What you are asked to do >> Collect every row below that contains the word "dining" and copy each one in full. Uppercase and lowercase letters count as different, so match the case precisely.

Data for this exercise >>

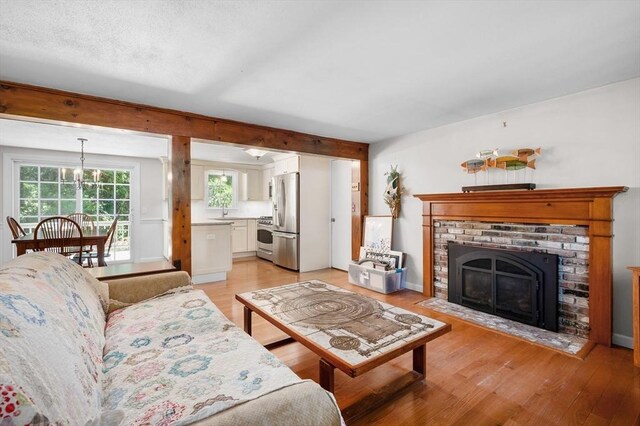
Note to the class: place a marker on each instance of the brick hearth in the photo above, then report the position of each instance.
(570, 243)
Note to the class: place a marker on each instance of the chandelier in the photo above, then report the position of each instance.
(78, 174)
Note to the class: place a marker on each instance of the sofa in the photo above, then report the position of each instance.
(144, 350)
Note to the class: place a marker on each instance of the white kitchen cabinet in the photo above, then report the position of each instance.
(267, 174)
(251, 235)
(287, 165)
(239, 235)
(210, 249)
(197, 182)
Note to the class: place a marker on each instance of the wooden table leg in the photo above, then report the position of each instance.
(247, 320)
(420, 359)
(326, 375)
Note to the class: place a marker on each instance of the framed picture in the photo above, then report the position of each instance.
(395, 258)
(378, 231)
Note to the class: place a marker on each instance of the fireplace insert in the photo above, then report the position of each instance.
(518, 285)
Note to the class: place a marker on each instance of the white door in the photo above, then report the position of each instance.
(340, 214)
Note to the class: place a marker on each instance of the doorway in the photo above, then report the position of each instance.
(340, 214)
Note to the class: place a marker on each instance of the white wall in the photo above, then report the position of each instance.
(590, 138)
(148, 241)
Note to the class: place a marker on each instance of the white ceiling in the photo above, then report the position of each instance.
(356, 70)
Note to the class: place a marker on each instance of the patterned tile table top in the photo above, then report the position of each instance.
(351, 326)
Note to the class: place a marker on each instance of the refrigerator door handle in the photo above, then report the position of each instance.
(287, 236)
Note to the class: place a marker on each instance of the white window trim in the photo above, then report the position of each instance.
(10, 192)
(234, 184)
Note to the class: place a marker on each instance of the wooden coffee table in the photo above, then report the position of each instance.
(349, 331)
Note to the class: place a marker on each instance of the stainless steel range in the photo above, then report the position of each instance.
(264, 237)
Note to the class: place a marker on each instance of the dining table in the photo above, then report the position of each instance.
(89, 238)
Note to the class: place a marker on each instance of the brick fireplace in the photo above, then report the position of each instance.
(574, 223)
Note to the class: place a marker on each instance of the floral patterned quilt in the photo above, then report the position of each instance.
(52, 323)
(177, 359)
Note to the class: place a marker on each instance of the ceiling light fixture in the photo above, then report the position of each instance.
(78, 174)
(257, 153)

* * *

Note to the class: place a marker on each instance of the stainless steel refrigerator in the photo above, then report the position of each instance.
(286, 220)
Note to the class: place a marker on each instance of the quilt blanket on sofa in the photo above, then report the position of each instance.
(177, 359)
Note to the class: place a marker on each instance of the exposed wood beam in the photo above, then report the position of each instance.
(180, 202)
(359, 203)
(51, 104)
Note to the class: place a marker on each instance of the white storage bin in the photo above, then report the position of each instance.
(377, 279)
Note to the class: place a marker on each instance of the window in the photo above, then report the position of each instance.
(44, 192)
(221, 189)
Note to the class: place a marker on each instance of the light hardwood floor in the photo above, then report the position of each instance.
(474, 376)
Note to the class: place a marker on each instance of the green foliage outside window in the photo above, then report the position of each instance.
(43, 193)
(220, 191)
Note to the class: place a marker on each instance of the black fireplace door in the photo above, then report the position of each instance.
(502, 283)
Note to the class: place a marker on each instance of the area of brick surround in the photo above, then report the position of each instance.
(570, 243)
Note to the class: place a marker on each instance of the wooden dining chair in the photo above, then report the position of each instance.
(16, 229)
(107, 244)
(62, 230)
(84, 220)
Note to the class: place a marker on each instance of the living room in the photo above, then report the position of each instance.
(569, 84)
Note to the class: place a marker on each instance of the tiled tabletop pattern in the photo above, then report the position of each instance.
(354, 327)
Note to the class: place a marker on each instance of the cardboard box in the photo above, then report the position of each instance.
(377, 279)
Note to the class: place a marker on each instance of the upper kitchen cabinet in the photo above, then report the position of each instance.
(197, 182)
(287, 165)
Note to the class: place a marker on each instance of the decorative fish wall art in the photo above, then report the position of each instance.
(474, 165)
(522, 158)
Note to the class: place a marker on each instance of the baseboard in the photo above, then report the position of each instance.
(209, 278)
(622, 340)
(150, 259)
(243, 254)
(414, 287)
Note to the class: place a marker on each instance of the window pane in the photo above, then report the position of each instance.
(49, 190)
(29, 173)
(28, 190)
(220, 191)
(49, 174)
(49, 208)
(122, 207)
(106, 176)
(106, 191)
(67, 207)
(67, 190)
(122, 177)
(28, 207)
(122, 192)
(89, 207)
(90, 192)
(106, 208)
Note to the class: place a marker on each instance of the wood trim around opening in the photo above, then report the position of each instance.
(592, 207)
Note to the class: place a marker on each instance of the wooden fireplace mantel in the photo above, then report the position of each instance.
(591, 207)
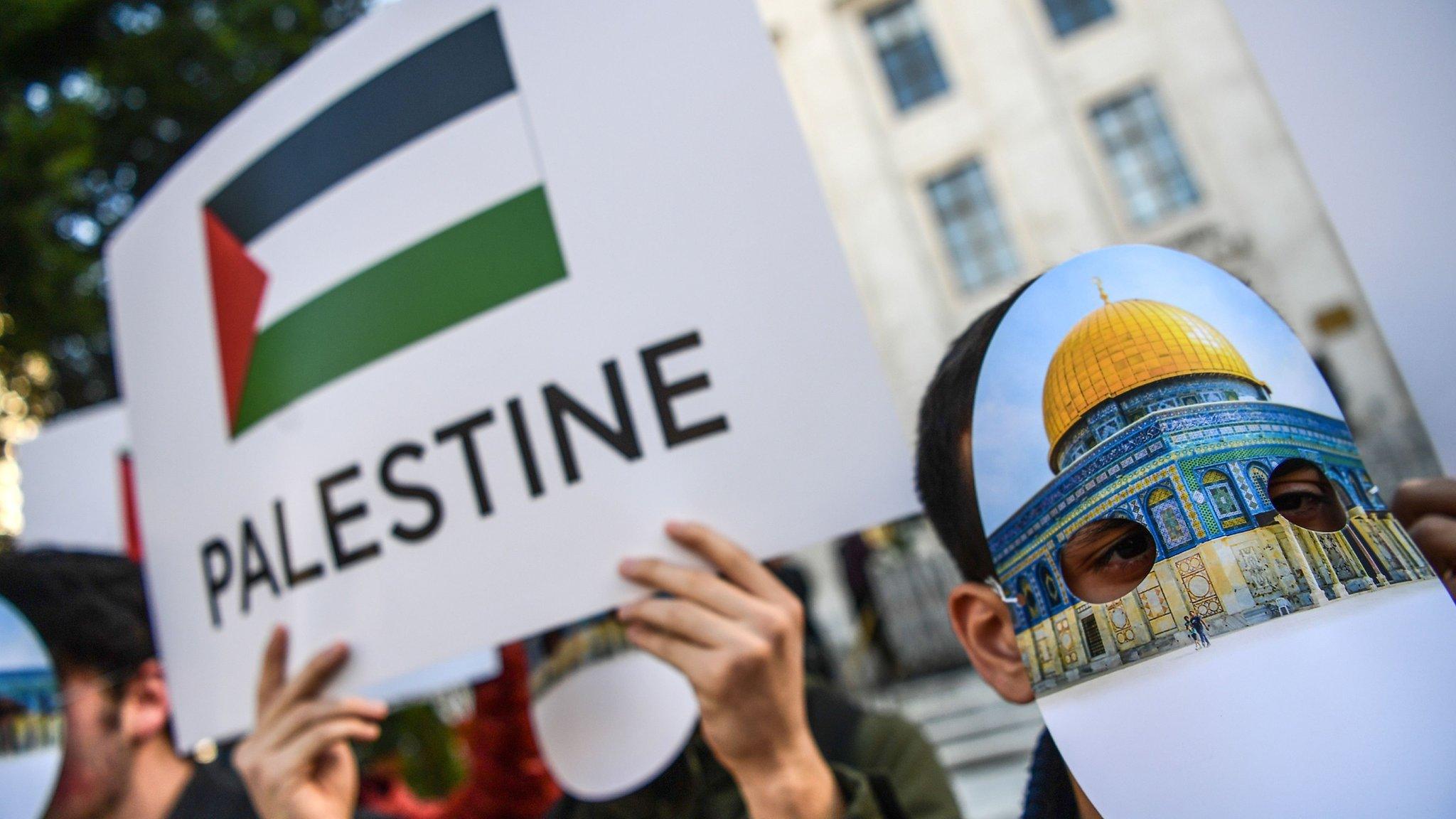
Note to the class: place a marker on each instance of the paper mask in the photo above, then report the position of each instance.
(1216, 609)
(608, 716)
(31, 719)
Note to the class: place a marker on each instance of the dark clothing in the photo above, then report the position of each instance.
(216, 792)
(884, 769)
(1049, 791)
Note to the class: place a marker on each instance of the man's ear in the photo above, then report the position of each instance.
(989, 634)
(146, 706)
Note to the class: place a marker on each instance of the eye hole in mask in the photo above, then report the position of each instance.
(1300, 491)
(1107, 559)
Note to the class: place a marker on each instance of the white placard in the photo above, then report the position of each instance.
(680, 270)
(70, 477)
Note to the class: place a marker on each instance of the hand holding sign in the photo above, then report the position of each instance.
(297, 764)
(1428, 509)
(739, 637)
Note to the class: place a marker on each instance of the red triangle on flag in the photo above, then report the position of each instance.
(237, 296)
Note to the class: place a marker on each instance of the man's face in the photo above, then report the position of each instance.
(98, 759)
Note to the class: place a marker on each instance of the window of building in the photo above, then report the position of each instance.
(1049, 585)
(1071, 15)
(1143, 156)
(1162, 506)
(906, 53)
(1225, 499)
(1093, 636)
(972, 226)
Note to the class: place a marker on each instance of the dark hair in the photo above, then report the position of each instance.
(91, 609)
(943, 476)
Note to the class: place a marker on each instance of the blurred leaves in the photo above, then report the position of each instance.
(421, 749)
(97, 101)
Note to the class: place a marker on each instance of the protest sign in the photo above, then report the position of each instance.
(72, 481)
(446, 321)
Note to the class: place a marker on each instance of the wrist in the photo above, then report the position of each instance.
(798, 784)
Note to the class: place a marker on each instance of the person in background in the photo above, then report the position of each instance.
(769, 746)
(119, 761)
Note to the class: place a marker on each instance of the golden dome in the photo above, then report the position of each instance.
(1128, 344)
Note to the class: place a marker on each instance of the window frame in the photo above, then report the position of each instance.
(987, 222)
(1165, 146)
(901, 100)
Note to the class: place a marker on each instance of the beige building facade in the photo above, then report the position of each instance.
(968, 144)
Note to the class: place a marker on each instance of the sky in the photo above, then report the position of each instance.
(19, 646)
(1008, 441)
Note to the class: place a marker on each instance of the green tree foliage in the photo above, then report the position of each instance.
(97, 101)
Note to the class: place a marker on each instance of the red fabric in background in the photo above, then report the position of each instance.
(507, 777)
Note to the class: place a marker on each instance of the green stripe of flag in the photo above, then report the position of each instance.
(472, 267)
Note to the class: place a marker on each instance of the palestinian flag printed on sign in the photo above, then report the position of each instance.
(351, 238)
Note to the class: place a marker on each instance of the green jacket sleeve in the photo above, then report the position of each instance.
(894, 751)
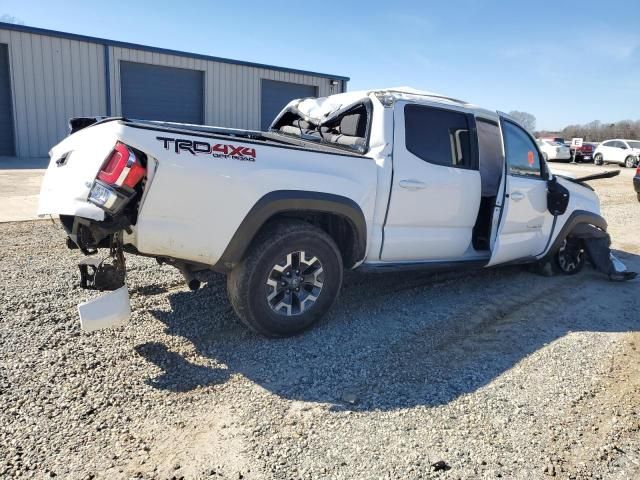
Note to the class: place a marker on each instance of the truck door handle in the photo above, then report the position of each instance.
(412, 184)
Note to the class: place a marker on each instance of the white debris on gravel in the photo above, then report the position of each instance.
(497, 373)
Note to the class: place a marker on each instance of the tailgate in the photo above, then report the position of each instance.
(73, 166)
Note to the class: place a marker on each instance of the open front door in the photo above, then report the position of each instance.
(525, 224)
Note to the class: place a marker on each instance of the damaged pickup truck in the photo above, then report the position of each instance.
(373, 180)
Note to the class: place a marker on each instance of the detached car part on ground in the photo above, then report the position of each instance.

* * *

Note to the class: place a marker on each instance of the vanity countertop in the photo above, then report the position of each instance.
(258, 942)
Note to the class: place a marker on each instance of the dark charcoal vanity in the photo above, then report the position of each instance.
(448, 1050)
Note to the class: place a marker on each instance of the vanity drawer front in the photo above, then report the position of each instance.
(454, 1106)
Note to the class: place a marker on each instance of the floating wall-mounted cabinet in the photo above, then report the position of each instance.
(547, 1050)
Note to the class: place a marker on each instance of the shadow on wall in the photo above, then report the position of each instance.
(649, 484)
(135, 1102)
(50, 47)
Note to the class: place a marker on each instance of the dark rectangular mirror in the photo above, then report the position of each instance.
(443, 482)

Correct answer >>
Note to the class: place a marker on each instance of the dining table in the photo above, then report the position of each instance.
Note to the class: place a marker on each instance of the wooden dining chair in the photo above, then report the position of each instance.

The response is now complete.